━━ Extracted entries ━━
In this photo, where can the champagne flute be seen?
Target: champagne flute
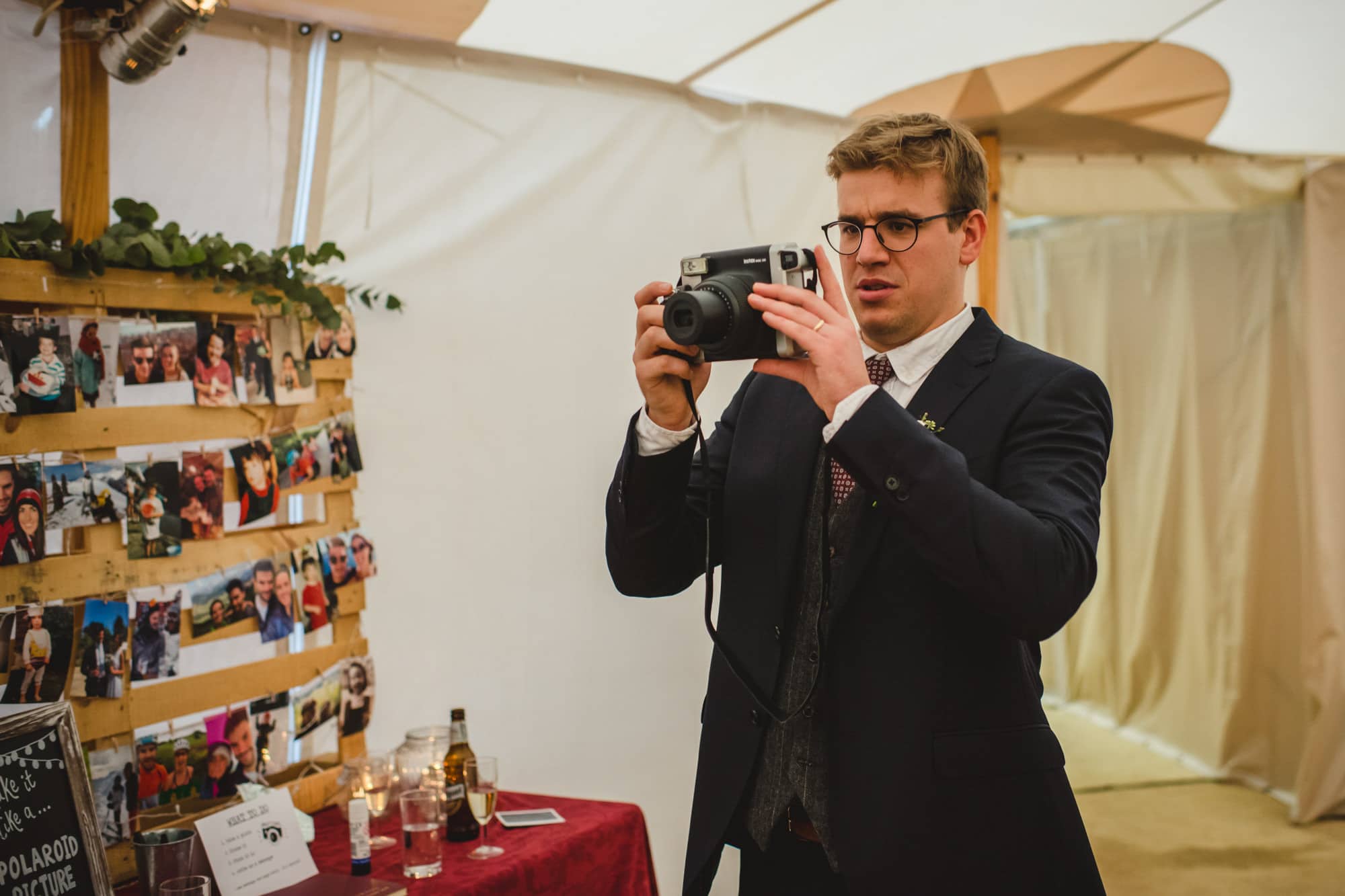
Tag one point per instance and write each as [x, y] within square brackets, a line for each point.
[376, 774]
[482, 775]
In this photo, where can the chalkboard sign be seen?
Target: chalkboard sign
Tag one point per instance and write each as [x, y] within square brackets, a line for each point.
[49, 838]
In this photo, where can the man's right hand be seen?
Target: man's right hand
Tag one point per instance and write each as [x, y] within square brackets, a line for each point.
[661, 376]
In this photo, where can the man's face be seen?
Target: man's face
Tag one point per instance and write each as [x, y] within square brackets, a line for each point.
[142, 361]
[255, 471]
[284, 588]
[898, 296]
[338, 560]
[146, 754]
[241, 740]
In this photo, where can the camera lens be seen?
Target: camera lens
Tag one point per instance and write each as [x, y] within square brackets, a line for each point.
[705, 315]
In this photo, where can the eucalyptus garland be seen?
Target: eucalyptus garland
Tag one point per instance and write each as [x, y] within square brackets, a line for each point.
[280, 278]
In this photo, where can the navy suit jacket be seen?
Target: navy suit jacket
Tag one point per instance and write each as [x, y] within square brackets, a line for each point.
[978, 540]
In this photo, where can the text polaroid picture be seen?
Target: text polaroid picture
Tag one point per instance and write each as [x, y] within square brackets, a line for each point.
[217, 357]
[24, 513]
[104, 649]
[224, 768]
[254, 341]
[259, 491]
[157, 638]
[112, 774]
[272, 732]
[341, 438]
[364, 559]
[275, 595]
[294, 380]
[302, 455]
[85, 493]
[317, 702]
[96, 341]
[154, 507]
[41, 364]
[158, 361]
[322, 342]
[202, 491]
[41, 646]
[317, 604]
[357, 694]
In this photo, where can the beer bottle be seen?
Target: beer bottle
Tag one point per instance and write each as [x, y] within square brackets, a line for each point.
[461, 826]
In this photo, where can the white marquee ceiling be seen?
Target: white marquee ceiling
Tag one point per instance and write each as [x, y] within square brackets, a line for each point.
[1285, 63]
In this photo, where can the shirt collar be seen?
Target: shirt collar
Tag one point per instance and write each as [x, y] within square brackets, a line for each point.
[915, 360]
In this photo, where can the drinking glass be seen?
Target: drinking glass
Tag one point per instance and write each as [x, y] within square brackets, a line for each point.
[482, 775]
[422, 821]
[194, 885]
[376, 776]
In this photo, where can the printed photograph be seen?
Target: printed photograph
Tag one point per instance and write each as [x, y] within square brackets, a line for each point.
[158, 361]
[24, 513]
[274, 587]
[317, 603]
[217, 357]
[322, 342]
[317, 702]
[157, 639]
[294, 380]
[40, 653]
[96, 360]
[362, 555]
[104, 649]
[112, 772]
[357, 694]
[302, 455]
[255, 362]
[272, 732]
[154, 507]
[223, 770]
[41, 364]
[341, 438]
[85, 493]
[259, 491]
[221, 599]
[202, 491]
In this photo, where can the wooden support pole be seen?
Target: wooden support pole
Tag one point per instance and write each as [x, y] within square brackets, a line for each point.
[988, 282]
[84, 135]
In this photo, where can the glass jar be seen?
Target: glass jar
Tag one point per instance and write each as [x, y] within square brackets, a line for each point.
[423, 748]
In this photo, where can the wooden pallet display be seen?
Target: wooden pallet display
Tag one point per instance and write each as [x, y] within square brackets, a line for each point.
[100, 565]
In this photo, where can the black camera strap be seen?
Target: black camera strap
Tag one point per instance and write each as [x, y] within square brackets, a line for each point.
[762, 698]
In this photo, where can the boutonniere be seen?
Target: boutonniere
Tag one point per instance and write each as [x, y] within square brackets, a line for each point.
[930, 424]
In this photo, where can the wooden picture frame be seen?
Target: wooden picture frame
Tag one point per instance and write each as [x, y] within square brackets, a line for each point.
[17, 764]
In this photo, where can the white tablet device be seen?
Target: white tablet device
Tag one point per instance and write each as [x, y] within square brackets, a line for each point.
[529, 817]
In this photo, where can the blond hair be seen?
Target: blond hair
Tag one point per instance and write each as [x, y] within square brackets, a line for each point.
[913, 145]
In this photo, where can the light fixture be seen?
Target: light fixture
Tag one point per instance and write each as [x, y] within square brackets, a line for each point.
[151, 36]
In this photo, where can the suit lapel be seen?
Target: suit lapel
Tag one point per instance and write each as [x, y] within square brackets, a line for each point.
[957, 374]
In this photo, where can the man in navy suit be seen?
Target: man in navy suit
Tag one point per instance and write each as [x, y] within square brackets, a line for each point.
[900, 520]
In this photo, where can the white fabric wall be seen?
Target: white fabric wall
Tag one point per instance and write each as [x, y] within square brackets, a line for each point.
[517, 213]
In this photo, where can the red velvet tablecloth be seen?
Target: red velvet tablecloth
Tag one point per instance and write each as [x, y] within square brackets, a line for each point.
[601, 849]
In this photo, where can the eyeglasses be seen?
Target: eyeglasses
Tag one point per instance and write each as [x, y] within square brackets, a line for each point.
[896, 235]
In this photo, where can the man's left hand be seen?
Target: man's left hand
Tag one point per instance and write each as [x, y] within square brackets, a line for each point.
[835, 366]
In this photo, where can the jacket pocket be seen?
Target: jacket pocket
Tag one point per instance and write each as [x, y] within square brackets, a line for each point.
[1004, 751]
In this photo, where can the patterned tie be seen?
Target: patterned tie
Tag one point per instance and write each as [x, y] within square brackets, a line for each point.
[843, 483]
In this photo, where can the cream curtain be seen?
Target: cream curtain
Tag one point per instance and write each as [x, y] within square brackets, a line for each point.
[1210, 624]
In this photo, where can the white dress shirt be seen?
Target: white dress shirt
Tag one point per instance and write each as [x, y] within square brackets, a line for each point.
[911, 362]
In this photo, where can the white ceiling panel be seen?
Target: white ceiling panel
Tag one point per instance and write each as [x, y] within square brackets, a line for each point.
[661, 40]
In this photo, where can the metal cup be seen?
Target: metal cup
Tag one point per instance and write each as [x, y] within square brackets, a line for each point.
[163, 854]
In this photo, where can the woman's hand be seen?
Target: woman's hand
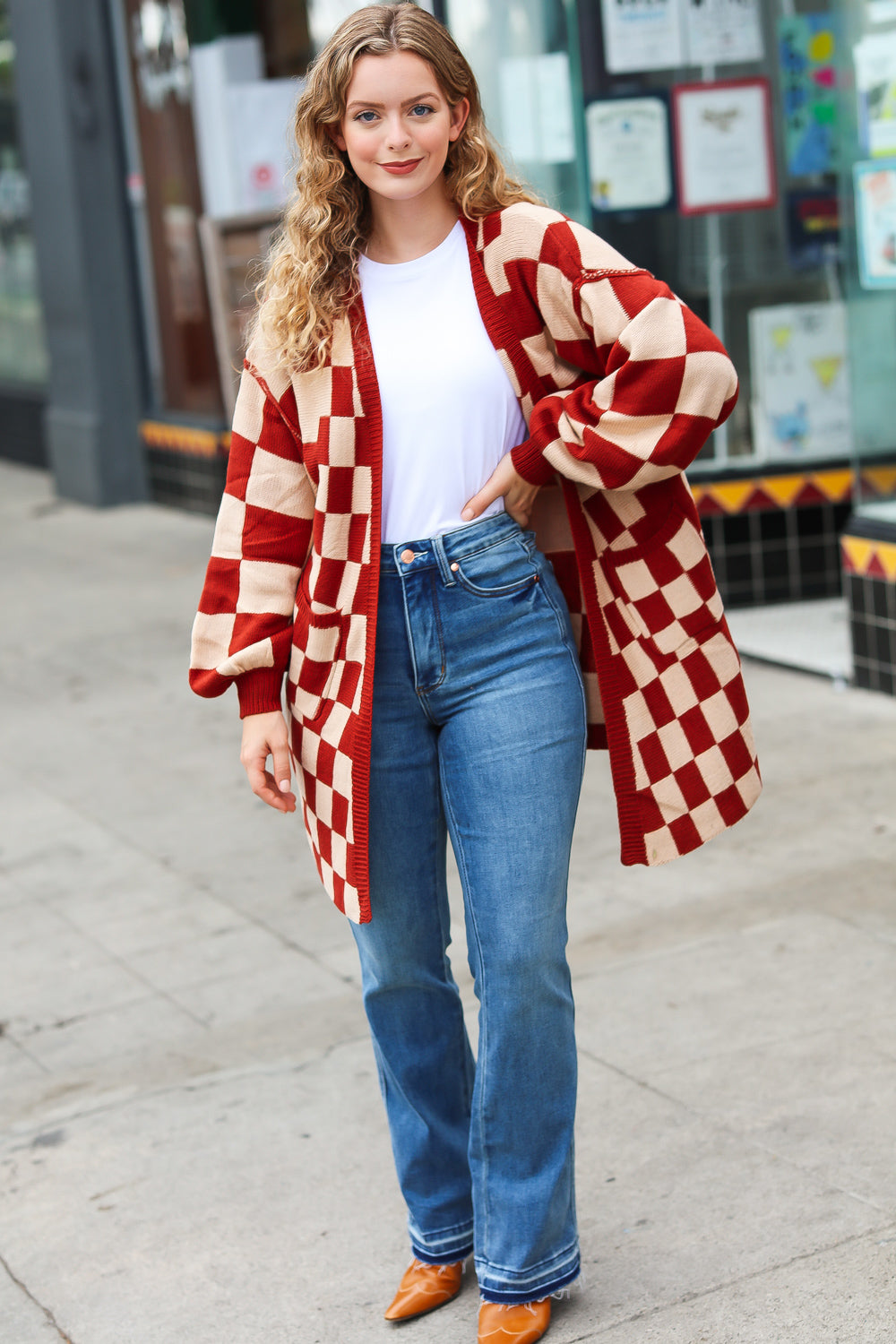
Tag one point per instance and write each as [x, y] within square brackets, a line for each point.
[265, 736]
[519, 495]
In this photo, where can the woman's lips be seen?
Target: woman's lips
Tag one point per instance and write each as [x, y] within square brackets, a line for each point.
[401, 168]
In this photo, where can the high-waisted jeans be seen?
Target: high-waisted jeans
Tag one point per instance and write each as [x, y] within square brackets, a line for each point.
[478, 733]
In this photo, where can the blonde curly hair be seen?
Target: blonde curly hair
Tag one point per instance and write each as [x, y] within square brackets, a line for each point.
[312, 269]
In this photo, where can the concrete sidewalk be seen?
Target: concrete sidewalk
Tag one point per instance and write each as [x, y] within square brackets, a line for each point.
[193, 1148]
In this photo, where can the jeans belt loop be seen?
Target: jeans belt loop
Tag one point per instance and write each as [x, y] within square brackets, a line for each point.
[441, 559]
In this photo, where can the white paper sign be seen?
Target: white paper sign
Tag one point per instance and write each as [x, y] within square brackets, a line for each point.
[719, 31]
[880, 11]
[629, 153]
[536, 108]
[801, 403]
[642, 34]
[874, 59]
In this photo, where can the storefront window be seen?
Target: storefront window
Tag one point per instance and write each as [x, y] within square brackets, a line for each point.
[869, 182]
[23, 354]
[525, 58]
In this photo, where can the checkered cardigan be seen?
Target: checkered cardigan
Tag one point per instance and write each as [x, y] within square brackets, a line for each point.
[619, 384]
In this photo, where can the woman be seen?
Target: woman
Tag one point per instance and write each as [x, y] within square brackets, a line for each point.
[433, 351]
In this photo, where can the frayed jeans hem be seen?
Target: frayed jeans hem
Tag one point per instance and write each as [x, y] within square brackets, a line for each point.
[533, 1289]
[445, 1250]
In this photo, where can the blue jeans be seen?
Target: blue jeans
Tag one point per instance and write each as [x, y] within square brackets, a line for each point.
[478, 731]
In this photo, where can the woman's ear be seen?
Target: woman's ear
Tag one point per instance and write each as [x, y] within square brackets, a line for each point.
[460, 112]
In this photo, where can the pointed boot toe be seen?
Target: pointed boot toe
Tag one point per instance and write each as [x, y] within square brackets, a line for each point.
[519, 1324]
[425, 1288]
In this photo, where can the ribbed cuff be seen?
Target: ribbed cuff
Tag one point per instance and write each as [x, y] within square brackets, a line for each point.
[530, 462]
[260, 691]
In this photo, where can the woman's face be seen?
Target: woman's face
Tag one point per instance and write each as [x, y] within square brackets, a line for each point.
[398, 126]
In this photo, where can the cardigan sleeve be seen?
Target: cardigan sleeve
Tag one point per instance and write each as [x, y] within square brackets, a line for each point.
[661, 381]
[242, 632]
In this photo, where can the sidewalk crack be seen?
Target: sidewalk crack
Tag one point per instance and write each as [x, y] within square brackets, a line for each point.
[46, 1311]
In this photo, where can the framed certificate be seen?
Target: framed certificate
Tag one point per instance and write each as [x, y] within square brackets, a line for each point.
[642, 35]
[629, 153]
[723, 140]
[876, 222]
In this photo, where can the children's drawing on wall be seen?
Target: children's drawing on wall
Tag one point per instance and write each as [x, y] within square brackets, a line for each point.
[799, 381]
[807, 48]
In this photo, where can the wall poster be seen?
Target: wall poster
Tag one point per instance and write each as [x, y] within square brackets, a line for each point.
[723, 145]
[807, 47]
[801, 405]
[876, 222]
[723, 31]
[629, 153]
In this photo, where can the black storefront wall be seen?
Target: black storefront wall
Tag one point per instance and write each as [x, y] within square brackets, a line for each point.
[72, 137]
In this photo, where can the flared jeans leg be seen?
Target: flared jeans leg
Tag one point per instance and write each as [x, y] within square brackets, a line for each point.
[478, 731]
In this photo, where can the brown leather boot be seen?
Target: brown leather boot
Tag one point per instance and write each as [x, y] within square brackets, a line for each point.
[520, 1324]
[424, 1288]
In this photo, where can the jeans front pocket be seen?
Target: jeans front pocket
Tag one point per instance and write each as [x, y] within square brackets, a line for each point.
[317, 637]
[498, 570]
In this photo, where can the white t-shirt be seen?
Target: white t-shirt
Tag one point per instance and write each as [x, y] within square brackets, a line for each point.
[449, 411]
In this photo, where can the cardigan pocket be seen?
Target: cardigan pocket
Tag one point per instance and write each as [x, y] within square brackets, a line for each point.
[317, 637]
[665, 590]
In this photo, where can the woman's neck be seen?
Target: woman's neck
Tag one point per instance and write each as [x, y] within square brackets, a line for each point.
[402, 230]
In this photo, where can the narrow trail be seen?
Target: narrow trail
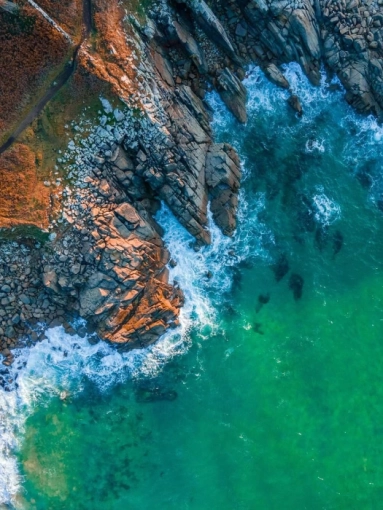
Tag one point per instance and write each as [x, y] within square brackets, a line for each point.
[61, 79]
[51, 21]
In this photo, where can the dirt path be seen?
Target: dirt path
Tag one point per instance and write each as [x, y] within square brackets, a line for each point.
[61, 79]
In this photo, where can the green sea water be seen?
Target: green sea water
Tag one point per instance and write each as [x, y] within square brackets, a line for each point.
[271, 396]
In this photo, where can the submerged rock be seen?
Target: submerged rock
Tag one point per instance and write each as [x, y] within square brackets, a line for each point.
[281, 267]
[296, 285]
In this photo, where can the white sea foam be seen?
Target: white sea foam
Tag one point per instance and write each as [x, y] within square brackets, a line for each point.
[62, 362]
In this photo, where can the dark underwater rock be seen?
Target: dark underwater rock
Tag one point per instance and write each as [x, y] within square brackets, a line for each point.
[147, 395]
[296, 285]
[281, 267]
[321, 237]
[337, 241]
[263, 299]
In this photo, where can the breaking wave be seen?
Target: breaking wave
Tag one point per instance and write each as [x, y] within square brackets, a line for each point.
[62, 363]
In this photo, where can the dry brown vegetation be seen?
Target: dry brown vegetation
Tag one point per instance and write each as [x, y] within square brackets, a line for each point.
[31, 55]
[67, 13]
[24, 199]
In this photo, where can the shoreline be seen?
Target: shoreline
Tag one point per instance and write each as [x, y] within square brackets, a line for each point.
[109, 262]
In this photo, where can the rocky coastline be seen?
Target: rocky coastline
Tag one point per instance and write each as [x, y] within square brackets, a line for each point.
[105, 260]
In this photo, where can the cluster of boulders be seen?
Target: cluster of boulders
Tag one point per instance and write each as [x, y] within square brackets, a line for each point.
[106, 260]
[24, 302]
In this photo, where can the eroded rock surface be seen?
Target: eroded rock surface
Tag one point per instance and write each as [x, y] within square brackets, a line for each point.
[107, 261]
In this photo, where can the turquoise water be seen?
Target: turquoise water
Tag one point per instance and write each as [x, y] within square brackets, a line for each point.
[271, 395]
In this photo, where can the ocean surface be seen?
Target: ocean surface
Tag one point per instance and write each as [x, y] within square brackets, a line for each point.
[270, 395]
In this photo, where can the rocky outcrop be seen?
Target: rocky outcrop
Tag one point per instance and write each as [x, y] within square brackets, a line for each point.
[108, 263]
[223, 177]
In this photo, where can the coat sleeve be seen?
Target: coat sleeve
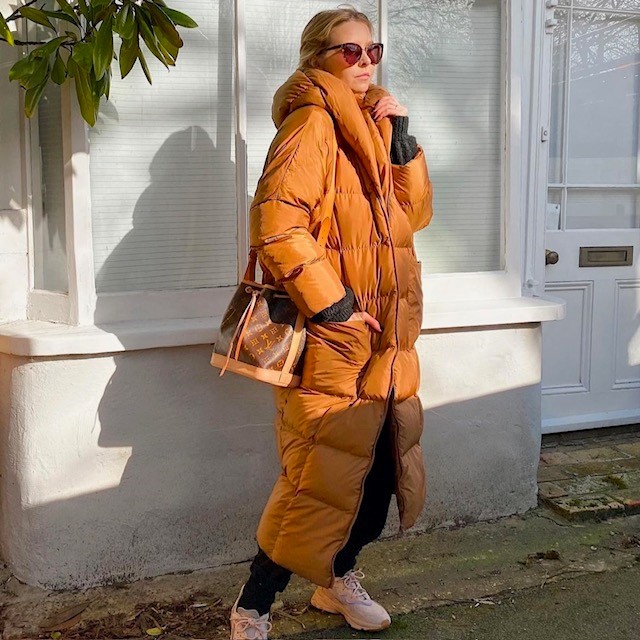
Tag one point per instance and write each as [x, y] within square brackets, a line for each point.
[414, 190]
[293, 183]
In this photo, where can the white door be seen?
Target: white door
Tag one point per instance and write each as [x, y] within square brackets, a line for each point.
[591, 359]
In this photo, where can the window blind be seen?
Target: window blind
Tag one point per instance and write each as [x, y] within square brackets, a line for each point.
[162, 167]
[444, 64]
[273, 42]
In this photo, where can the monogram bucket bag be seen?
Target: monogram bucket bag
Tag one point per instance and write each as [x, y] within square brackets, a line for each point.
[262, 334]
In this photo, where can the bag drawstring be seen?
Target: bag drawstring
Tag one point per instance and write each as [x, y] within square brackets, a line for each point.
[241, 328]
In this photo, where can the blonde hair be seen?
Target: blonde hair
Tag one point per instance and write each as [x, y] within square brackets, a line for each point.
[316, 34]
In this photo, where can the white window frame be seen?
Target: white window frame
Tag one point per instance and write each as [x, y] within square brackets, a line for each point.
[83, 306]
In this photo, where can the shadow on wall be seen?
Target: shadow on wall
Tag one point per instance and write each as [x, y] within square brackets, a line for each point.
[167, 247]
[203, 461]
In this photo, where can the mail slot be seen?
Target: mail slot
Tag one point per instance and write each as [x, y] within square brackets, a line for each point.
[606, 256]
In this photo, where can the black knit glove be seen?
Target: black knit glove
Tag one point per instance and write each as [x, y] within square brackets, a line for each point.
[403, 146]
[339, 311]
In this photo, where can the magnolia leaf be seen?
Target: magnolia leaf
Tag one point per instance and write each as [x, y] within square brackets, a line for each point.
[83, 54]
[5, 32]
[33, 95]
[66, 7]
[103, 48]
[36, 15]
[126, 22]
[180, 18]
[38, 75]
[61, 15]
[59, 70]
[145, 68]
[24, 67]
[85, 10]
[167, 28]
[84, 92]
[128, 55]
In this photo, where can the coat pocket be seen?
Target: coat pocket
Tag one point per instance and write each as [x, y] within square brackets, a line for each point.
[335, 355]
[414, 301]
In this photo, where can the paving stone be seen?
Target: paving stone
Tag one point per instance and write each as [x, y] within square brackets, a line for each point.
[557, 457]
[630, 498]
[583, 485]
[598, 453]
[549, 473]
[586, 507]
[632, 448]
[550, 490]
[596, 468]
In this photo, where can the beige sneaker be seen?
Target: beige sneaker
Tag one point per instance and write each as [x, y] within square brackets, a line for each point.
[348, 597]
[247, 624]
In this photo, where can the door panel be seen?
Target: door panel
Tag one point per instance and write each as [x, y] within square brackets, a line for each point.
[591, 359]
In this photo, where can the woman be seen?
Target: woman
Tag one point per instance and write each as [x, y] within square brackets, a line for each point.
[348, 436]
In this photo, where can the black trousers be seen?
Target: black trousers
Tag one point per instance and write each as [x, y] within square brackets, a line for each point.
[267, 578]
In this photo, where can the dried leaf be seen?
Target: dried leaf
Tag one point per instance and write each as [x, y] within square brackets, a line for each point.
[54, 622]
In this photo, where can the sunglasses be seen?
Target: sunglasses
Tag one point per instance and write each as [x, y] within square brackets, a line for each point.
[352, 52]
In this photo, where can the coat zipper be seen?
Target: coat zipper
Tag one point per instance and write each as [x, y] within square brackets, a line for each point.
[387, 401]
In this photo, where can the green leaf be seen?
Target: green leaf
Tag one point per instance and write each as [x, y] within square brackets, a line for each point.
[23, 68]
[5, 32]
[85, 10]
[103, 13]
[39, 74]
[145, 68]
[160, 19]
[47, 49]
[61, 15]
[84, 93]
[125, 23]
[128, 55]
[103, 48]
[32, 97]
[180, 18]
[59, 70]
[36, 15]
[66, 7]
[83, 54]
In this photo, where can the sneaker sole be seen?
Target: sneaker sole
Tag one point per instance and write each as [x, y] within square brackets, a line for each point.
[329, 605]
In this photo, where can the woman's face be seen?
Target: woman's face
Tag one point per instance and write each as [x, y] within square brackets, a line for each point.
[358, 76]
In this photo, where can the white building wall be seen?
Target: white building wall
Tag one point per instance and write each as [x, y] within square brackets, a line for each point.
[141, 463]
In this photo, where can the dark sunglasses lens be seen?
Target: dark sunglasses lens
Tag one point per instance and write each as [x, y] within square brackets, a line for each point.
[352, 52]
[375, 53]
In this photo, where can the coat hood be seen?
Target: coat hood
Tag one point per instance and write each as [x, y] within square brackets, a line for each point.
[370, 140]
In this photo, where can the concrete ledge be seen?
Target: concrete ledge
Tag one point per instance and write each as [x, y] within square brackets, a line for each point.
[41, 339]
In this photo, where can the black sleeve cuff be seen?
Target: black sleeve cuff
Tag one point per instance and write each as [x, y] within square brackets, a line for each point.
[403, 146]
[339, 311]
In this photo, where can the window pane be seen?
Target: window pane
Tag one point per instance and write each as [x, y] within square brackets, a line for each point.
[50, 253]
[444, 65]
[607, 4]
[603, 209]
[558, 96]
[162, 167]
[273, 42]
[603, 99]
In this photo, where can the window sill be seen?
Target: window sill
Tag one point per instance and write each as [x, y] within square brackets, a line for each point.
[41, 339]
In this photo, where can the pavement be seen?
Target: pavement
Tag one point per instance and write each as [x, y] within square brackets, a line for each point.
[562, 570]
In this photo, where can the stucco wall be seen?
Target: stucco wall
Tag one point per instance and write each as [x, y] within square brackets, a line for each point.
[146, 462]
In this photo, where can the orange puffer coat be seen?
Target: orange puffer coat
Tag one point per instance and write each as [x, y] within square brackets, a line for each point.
━━━
— What you need to do —
Give the lines exactly as they stand, from the line with "In this photo, where can the black sleeve" through the end of the material.

— Written response —
In this photo, where can the black sleeve cuff be seen?
Target: black sleeve cuff
Tag one point per instance and write each as [x, y] within square brackets, a line for each point.
[403, 146]
[339, 311]
In this photo, where can the window pane be seen?
Target: window pane
Tag one point per instance and write each as [x, y] within square brackets, a line for each point.
[50, 253]
[444, 65]
[607, 4]
[603, 209]
[558, 96]
[162, 167]
[273, 42]
[603, 99]
In this photo, where can the window sill be seen?
Target: window sill
Tag one point per instance and write each as [x, y] within square brackets, a line for each point.
[41, 339]
In this photo, where can the pavement be seen?
Target: pavement
Tag one point per instance and write each as [x, y] within square brackets, a line for each point.
[562, 570]
In this photo, where can the stucco wall be seen?
Target: stucco wall
Tag one point per instance and write each as [x, y] within square brackets, a line for each point.
[146, 462]
In this photo, where can the orange puffer coat be seen?
Target: orange puffer coat
Tag one point per instance and write each as [x, y] within square brackets, a line for each point.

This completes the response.